# Document excerpt
---*---

This randomized phase III trial studies how well stereotactic body radiation therapy works compared to intensity-modulated radiation therapy in treating patients with stage IIA-B prostate cancer. Radiation therapy uses high energy x-rays to kill tumor cells and shrink tumors. Stereotactic body radiation therapy uses special equipment to position a patient and deliver radiation to tumors with high precision. This method can kill tumor cells with fewer doses over a shorter period and cause less damage to normal tissue. Stereotactic body radiation therapy may work better in treating patients with prostate cancer.

Objectives

PRIMARY OBJECTIVES:
I. To determine whether stereotactic body radiation therapy (SBRT) can be shown to be superior to hypofractionated intensity-modulated radiation therapy (IMRT) in terms of genitourinary (GU) and gastrointestinal (GI) toxicity by having fewer patients that experience a minimal important decline (MID) in urinary irritation/obstructive and bowel Health Related Quality of Life (HRQOL) as measured by Expanded Prostate Cancer Index Composite (EPIC)-26 at 24 months post completion of therapy.
II. To determine if SBRT (5 fractions of 7.25 Gy) is superior to hypofractionated IMRT (28 fractions of 2.5 Gy or 20 fractions of 3 Gy) as measured by disease free survival (DFS).

---*---

# Material supplied
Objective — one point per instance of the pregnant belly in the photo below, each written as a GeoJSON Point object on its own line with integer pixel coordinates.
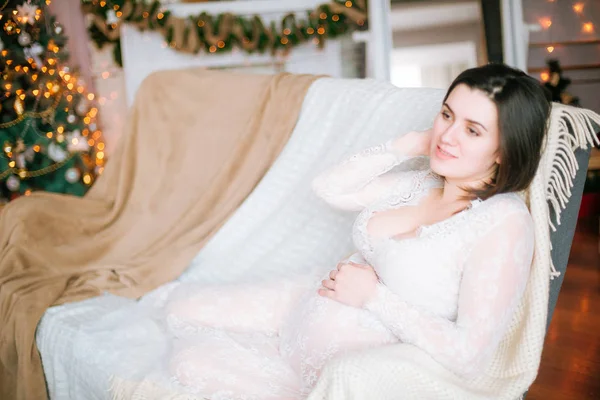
{"type": "Point", "coordinates": [319, 328]}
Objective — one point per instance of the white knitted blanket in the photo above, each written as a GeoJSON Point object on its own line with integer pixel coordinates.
{"type": "Point", "coordinates": [403, 372]}
{"type": "Point", "coordinates": [282, 227]}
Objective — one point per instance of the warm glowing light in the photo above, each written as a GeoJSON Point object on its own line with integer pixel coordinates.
{"type": "Point", "coordinates": [545, 22]}
{"type": "Point", "coordinates": [587, 27]}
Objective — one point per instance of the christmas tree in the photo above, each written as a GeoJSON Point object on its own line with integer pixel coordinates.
{"type": "Point", "coordinates": [48, 134]}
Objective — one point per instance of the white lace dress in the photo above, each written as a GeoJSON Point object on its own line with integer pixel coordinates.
{"type": "Point", "coordinates": [450, 289]}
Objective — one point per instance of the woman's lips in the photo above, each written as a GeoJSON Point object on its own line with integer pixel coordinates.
{"type": "Point", "coordinates": [443, 154]}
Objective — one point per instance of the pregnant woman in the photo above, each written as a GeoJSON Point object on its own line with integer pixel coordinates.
{"type": "Point", "coordinates": [443, 256]}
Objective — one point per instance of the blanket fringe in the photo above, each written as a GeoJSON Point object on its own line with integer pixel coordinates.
{"type": "Point", "coordinates": [575, 130]}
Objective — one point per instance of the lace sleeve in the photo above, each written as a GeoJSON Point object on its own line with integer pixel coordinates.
{"type": "Point", "coordinates": [494, 279]}
{"type": "Point", "coordinates": [359, 180]}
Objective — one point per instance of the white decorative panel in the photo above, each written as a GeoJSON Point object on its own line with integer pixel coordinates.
{"type": "Point", "coordinates": [146, 52]}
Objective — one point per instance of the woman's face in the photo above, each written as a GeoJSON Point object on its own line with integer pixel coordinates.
{"type": "Point", "coordinates": [465, 138]}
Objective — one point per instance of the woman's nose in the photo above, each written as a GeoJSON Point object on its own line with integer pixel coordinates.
{"type": "Point", "coordinates": [449, 135]}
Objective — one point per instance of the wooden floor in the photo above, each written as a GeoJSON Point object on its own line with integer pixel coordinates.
{"type": "Point", "coordinates": [570, 368]}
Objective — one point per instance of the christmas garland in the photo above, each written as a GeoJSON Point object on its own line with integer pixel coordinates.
{"type": "Point", "coordinates": [223, 32]}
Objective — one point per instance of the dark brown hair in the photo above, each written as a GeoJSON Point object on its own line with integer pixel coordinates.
{"type": "Point", "coordinates": [523, 109]}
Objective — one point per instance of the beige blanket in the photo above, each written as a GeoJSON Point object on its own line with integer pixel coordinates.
{"type": "Point", "coordinates": [195, 145]}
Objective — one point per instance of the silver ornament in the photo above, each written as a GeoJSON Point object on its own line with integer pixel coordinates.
{"type": "Point", "coordinates": [13, 183]}
{"type": "Point", "coordinates": [29, 154]}
{"type": "Point", "coordinates": [24, 39]}
{"type": "Point", "coordinates": [72, 175]}
{"type": "Point", "coordinates": [21, 162]}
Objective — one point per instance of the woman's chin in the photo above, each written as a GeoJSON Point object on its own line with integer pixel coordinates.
{"type": "Point", "coordinates": [439, 167]}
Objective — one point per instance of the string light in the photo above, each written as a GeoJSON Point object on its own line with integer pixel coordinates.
{"type": "Point", "coordinates": [545, 22]}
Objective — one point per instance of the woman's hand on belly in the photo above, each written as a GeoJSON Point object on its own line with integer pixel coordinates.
{"type": "Point", "coordinates": [351, 284]}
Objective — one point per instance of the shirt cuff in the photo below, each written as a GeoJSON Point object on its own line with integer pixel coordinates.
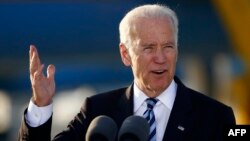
{"type": "Point", "coordinates": [37, 116]}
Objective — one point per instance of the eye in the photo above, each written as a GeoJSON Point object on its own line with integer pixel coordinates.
{"type": "Point", "coordinates": [147, 49]}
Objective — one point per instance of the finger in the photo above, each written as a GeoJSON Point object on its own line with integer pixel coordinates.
{"type": "Point", "coordinates": [51, 72]}
{"type": "Point", "coordinates": [38, 75]}
{"type": "Point", "coordinates": [34, 60]}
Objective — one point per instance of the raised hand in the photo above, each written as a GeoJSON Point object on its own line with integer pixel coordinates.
{"type": "Point", "coordinates": [43, 87]}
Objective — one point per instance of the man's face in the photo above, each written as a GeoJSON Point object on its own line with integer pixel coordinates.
{"type": "Point", "coordinates": [153, 55]}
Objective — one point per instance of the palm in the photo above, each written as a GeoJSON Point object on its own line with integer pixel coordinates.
{"type": "Point", "coordinates": [43, 87]}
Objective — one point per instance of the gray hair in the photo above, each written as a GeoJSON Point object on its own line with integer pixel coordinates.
{"type": "Point", "coordinates": [127, 24]}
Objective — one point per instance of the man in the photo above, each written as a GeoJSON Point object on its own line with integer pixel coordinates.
{"type": "Point", "coordinates": [148, 44]}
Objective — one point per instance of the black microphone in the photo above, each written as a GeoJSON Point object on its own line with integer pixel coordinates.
{"type": "Point", "coordinates": [101, 128]}
{"type": "Point", "coordinates": [134, 128]}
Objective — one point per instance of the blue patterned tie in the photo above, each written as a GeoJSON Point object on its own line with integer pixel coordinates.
{"type": "Point", "coordinates": [150, 116]}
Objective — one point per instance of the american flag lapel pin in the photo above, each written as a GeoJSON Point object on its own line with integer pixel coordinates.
{"type": "Point", "coordinates": [181, 128]}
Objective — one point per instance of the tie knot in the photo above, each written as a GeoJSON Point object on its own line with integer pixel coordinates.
{"type": "Point", "coordinates": [151, 103]}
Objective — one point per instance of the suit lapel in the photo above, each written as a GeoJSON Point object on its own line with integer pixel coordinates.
{"type": "Point", "coordinates": [124, 106]}
{"type": "Point", "coordinates": [181, 119]}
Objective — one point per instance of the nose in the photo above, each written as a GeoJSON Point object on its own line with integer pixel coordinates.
{"type": "Point", "coordinates": [160, 56]}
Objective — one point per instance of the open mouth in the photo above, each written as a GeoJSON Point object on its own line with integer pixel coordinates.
{"type": "Point", "coordinates": [159, 72]}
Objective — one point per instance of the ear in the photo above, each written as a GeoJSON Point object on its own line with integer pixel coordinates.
{"type": "Point", "coordinates": [125, 55]}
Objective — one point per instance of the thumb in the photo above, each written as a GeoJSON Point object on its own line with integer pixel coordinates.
{"type": "Point", "coordinates": [51, 72]}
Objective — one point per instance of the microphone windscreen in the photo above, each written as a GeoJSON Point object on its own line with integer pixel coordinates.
{"type": "Point", "coordinates": [101, 128]}
{"type": "Point", "coordinates": [134, 128]}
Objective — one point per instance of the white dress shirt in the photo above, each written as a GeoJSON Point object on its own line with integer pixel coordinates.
{"type": "Point", "coordinates": [161, 110]}
{"type": "Point", "coordinates": [37, 116]}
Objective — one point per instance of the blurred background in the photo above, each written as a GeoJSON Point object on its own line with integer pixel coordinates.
{"type": "Point", "coordinates": [81, 39]}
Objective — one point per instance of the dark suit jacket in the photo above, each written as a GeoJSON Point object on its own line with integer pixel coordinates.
{"type": "Point", "coordinates": [203, 119]}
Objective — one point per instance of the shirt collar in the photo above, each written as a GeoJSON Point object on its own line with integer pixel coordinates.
{"type": "Point", "coordinates": [167, 97]}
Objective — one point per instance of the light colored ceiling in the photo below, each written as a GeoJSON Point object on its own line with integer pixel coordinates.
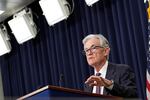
{"type": "Point", "coordinates": [12, 6]}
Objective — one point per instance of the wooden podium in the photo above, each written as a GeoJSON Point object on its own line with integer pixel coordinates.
{"type": "Point", "coordinates": [60, 93]}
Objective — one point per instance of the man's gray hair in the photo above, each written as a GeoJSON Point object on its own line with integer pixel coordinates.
{"type": "Point", "coordinates": [103, 41]}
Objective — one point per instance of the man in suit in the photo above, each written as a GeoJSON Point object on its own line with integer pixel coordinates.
{"type": "Point", "coordinates": [108, 78]}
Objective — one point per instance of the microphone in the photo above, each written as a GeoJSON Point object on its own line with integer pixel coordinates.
{"type": "Point", "coordinates": [61, 80]}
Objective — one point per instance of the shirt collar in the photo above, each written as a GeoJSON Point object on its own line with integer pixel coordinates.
{"type": "Point", "coordinates": [103, 69]}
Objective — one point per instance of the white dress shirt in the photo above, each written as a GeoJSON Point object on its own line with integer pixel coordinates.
{"type": "Point", "coordinates": [103, 75]}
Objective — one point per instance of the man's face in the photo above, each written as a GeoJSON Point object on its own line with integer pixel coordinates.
{"type": "Point", "coordinates": [95, 54]}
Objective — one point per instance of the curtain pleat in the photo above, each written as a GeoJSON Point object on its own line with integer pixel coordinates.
{"type": "Point", "coordinates": [57, 50]}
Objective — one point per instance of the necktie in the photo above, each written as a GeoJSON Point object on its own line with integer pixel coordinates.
{"type": "Point", "coordinates": [98, 89]}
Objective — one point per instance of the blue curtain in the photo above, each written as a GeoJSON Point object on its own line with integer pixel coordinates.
{"type": "Point", "coordinates": [57, 50]}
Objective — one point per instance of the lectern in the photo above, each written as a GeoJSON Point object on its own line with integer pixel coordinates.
{"type": "Point", "coordinates": [59, 93]}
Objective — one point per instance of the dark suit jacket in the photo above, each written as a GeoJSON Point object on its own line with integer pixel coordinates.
{"type": "Point", "coordinates": [124, 81]}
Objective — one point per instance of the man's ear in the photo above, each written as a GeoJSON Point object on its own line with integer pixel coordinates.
{"type": "Point", "coordinates": [107, 50]}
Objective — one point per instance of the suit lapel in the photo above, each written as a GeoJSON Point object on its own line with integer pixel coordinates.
{"type": "Point", "coordinates": [109, 75]}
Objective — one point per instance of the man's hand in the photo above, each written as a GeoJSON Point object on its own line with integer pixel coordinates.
{"type": "Point", "coordinates": [98, 81]}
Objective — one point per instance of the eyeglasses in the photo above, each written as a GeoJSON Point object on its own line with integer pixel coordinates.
{"type": "Point", "coordinates": [92, 49]}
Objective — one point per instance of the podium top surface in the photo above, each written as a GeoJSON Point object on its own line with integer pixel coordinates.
{"type": "Point", "coordinates": [68, 90]}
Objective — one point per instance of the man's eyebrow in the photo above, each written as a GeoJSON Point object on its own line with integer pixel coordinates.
{"type": "Point", "coordinates": [90, 46]}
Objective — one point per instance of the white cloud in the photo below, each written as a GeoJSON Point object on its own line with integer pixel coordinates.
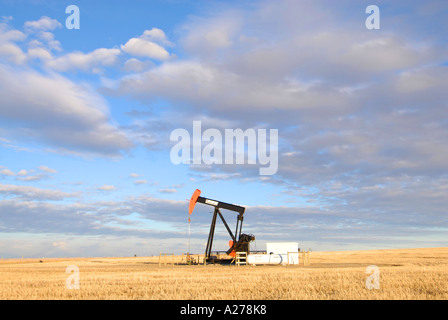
{"type": "Point", "coordinates": [85, 61]}
{"type": "Point", "coordinates": [43, 24]}
{"type": "Point", "coordinates": [107, 188]}
{"type": "Point", "coordinates": [148, 45]}
{"type": "Point", "coordinates": [47, 170]}
{"type": "Point", "coordinates": [58, 112]}
{"type": "Point", "coordinates": [34, 193]}
{"type": "Point", "coordinates": [145, 48]}
{"type": "Point", "coordinates": [7, 172]}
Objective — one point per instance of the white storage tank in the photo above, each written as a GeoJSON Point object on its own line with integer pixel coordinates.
{"type": "Point", "coordinates": [277, 253]}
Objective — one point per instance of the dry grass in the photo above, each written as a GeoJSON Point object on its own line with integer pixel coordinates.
{"type": "Point", "coordinates": [404, 274]}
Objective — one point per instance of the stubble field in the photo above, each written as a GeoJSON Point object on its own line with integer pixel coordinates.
{"type": "Point", "coordinates": [409, 274]}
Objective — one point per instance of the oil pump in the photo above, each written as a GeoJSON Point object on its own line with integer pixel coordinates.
{"type": "Point", "coordinates": [239, 241]}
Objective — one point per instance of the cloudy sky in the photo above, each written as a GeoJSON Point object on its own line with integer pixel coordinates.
{"type": "Point", "coordinates": [86, 116]}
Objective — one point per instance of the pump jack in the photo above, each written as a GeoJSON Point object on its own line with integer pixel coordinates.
{"type": "Point", "coordinates": [239, 242]}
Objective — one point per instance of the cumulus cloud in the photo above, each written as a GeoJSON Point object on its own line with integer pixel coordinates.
{"type": "Point", "coordinates": [85, 61]}
{"type": "Point", "coordinates": [43, 24]}
{"type": "Point", "coordinates": [59, 112]}
{"type": "Point", "coordinates": [107, 187]}
{"type": "Point", "coordinates": [34, 193]}
{"type": "Point", "coordinates": [148, 45]}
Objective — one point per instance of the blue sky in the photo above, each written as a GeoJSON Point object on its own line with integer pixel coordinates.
{"type": "Point", "coordinates": [86, 116]}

---*---

# Brief
Decide whether each statement below agrees with the prostate cancer trial excerpt. Answer yes or no for each, and quote the words of the excerpt that decide it.
1. In the SBRT arm, patients receive 5 fractions of 7.25 Gy.
2. The urinary and bowel quality-of-life decline is measured 12 months after therapy ends.
3. The trial treats patients with stage IIIA prostate cancer.

# Answer to this exercise
1. Yes: "SBRT (5 fractions of 7.25 Gy)"
2. No: "at 24 months post completion of therapy"
3. No: "patients with stage IIA-B prostate cancer"